Supplied information —
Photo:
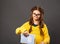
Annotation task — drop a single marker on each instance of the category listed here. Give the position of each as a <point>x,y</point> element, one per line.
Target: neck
<point>36,22</point>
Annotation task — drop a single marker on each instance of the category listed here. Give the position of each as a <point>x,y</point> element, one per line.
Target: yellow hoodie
<point>36,32</point>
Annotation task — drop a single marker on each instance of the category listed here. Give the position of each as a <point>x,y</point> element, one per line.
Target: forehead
<point>36,11</point>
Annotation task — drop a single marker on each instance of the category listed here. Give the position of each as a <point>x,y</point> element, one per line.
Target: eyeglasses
<point>36,14</point>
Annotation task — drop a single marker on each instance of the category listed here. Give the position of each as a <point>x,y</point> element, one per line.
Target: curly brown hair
<point>40,19</point>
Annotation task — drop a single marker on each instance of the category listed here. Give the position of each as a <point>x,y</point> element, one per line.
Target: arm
<point>46,35</point>
<point>23,28</point>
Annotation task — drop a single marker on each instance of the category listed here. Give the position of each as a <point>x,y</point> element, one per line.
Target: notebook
<point>27,40</point>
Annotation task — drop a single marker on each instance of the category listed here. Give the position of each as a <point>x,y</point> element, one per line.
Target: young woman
<point>36,26</point>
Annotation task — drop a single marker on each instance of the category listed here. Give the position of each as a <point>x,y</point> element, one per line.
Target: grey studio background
<point>14,13</point>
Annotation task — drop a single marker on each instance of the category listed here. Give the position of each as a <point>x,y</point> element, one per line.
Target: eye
<point>36,14</point>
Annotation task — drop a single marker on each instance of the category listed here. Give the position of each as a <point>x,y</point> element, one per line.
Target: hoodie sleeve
<point>22,28</point>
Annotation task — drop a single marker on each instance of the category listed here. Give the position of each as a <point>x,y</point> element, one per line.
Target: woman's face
<point>36,15</point>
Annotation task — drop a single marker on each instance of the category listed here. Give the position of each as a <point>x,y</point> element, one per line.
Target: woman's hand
<point>26,33</point>
<point>42,43</point>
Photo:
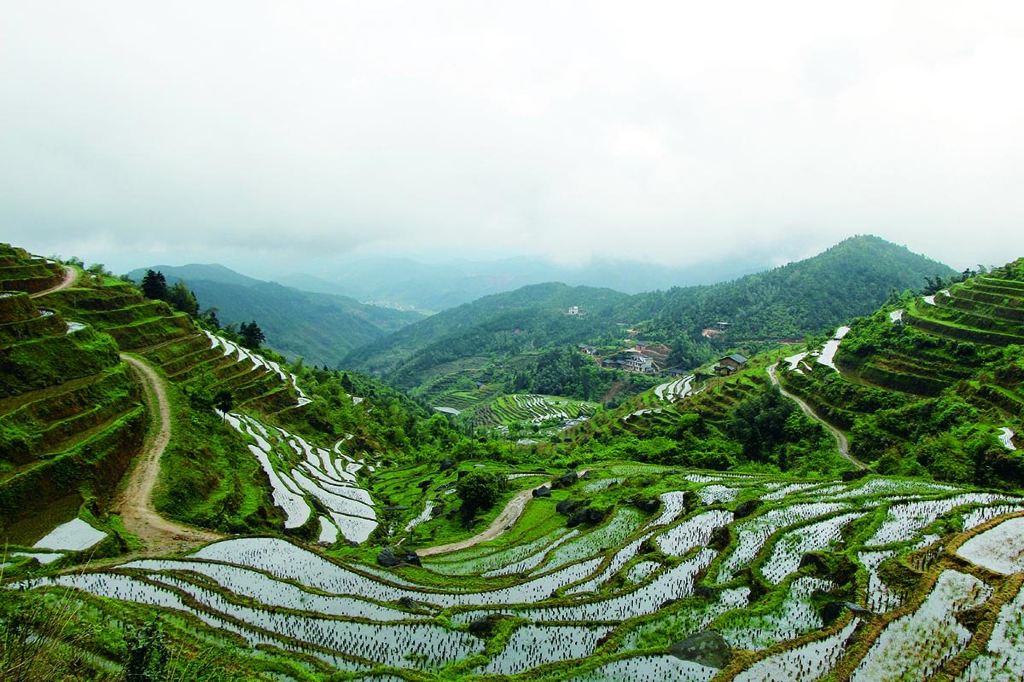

Stated exercise — Write out each line of the material above that contains the word "hoodie".

Finished answer —
Target: yellow hoodie
Target: hoodie sleeve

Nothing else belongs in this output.